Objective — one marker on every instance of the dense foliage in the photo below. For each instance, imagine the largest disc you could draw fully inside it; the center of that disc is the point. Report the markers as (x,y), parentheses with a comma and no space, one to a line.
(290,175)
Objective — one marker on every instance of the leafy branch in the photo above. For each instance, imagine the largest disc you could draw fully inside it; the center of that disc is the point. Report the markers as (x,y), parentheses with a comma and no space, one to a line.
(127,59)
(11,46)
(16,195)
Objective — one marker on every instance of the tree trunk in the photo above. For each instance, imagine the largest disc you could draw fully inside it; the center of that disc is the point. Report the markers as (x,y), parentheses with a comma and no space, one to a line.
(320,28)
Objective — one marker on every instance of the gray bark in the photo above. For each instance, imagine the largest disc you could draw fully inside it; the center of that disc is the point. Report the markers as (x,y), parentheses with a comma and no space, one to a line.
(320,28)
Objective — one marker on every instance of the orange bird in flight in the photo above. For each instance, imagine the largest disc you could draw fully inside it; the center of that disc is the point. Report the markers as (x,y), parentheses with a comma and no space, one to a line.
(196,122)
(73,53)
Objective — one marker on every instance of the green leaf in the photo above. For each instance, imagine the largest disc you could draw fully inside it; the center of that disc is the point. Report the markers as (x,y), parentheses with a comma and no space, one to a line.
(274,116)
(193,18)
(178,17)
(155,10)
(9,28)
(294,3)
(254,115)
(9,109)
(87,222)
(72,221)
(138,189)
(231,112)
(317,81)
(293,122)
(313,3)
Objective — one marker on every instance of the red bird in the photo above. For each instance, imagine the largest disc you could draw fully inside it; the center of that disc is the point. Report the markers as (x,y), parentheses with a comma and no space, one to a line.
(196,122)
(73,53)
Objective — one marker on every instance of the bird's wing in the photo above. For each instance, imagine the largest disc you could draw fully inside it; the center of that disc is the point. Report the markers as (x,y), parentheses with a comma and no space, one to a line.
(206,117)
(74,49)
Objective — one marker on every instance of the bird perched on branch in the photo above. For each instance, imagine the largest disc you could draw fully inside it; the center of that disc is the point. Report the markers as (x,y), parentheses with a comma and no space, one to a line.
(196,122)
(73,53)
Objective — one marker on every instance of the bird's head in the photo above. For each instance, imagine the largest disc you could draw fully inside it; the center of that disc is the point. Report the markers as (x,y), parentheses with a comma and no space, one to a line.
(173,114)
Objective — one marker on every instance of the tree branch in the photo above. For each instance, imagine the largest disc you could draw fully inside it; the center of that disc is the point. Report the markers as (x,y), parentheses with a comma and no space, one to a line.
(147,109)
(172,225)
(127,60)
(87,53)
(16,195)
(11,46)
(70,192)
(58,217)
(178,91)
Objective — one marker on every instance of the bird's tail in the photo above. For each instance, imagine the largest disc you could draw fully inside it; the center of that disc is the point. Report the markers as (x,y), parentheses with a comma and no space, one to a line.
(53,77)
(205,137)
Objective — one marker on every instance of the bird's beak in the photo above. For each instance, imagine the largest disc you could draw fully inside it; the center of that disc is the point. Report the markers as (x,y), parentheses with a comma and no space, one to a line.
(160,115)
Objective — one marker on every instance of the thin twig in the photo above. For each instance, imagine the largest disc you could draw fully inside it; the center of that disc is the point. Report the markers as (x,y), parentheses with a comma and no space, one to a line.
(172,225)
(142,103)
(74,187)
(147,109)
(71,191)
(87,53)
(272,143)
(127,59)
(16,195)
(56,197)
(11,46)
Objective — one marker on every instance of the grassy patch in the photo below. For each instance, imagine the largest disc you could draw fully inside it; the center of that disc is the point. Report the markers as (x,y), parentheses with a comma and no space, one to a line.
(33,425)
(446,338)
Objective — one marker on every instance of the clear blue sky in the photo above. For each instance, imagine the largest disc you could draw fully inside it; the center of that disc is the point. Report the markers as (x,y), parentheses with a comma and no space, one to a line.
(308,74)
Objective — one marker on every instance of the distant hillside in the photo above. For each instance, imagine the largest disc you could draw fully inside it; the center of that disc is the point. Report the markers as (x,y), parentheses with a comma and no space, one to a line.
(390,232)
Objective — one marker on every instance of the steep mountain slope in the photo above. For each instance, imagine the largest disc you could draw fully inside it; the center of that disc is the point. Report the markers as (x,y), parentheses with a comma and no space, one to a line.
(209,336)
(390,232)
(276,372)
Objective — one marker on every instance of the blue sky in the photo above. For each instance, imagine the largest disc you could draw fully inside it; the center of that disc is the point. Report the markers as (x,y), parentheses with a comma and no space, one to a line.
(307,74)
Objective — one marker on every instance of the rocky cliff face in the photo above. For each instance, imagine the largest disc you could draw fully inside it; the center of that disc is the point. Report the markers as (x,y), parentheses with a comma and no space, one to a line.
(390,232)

==*==

■ Written problem ■
Please retype all of the items above word for word, keeping each line unchanged and in its original order.

■ Written answer ■
Objective — one marker on every instance of the dense foliage in the photo below. For each instance, imagine the largest disc you could draw fully inside it; the center of that disc is the point. Report the markers as (x,y), parentheses with a comma and no space, one to a line.
(290,175)
Objective — one marker on every instance of the leafy branch in the photo above. For each instance, imagine the largest disc you could draw fully inside it; the center of that disc is the point. Report the markers as (x,y), parentheses with a comma and no space, one to a line.
(127,59)
(11,46)
(16,195)
Objective — one marker on every instance of the tree trunk in the photo above. For each instance, imagine the largest disc you could draw fully inside it; the center of that disc is the point. Report the markers as (x,y), parentheses with a comma and no space, one to a line.
(320,28)
Objective — one marker on every instance of the gray bark in the photo above. For each instance, imagine the largest disc you could draw fully inside it; the center of that disc is the point. Report the markers as (x,y), parentheses with a comma and no space, one to a line.
(320,28)
Objective — one marker on every instance of the orange bird in flight in the photo above. For each instance, imagine the largest disc you could draw fully inside it; the center of that disc is the point. Report the markers as (x,y), parentheses with a comma and no space, one to a line.
(196,122)
(73,53)
Objective — one marker on every instance of the green leaf in the photo above. For each instance, imagine the largest disc you could draw fully inside it; the center of that disc is the point. Report the markers as (x,y), parentheses with a comma and no space, one to a line.
(274,116)
(193,18)
(178,17)
(155,10)
(9,28)
(294,3)
(254,115)
(9,109)
(87,222)
(72,221)
(138,189)
(231,112)
(317,81)
(293,122)
(313,3)
Objective — one marker on every instance of the red bird in the photo above. For each instance, imagine the largest disc you could draw fully inside it; the center of that disc is the point. Report the markers as (x,y), parentheses with a comma and no space, one to a line.
(196,122)
(73,53)
Objective — one marker on every instance of the bird's wing in the photo above. For each instance, imagine the largest disc you could draw fully inside it; the center of that disc is the point. Report the markers as (x,y), parentheses with a comma and no space, one to a line.
(206,117)
(74,49)
Objective — one marker on every instance of the bird perched on branch in the photo above. For each instance, imagine the largest disc you could draw fully inside it; the center of that disc is the point. Report the markers as (x,y), parentheses with a comma and no space, one to a line.
(196,122)
(73,53)
Objective — one marker on every instance of the bird's head in the photo above. For each instance, imagine the largest disc you could draw fully inside it; the center of that disc is the point. Report the markers as (x,y), parentheses with a comma and no space, one to a line.
(173,114)
Objective — one marker on every instance of the tree branch in the photo above. For each instance, imagine the largest disc you could draw fully inside it; the center of that disc is the point. Report the markers as (x,y), parentheses with a comma and no space, one to a line.
(147,109)
(172,225)
(127,60)
(87,53)
(16,195)
(11,46)
(70,192)
(58,217)
(178,91)
Objective — one marker on every instance of the bird's tail in the photo above. For each instance, imagine the largest disc you could draw fully inside it; the center of that disc is the point. Report the markers as (x,y), parentheses with a comma and no space, one to a line.
(53,77)
(205,137)
Objective — one marker on every instance of the bird's beak in the photo above. For each instance, imagine the largest disc you could draw fully inside it; the center of that disc is the point. Report the markers as (x,y), parentheses with a comma and no space, one to a line.
(160,115)
Objective — one marker on every instance of the thin twig in the photo above. For each instance, imagine the largest disc you could draw fully inside it; the center of that disc is the point. Report the markers as (x,y), parentheses with a comma and no space, one to a line.
(172,225)
(142,103)
(74,187)
(147,109)
(71,191)
(87,53)
(272,143)
(127,59)
(16,195)
(56,197)
(11,46)
Objective — one marker on every instance of the grassy patch in the photo below. For each instance, imagine the largest disc you could draw fully inside it; the center of that disc is the point. Report the markers as (x,y), parentheses with a comma and no space, one to a line.
(33,425)
(446,338)
Objective — one marker on every instance of the clear blue sky in the photo above. For each instance, imagine the largest disc you could draw fully inside it; the center of that disc is the point. Report the markers as (x,y), parentheses with a comma and no space, one to a line.
(308,74)
Objective — one marker on every instance of the distant hillside in the photo above. For each instance, imagine the largest disc you could draw fully inside it; the center of that disc is the point. Report the markers as (x,y), parentheses with a comma and no space, one to a line.
(390,232)
Objective — one marker on every instance of the steep mountain slope in the photo above. For each instance, imagine the largest disc you could draw fully inside it; the center of that disc is the point. Report the markers as (x,y), parentheses with a comma and no space, one to a line.
(209,336)
(390,232)
(276,372)
Objective — one marker on every instance of the blue sky in the photo above. For each instance, imagine the largest disc you could draw fully inside it; the center of that disc is the point. Report the markers as (x,y), parentheses with a comma and no space, one to a line.
(307,74)
Objective — one marker on every instance of the rocky cliff face in the photo above. For each instance, imagine the largest disc you could draw fully inside it; the center of that disc is the point. Report the markers as (x,y), parentheses with a comma and no space, one to a line.
(390,232)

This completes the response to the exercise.